**TASK DIRECTIONS:** Locate all lines in the records below that contain the string "every", matching case exactly, and copy each such line.

Pointing dataset excerpts:
START
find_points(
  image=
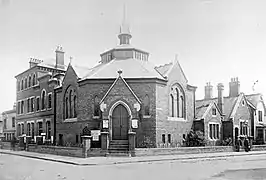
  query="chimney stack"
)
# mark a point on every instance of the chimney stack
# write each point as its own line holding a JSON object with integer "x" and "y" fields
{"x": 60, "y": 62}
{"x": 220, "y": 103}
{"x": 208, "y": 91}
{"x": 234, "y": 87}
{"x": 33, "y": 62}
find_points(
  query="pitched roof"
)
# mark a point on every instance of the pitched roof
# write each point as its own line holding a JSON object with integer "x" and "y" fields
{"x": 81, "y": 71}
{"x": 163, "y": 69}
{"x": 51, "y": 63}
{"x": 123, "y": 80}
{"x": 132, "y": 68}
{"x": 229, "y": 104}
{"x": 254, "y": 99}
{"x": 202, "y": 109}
END
START
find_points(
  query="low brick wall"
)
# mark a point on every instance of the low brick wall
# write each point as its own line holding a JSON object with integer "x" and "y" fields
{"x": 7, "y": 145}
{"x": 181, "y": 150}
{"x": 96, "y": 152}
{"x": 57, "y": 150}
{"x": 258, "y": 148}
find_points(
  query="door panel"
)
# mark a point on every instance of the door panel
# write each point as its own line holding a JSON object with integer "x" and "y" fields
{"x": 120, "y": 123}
END
**COMPLETE ANSWER:**
# mark a point on every instance of the chimney stack
# mark a point on every instance of the pitched roof
# mark a point on every instance of the low brick wall
# mark a point on every instance of the door panel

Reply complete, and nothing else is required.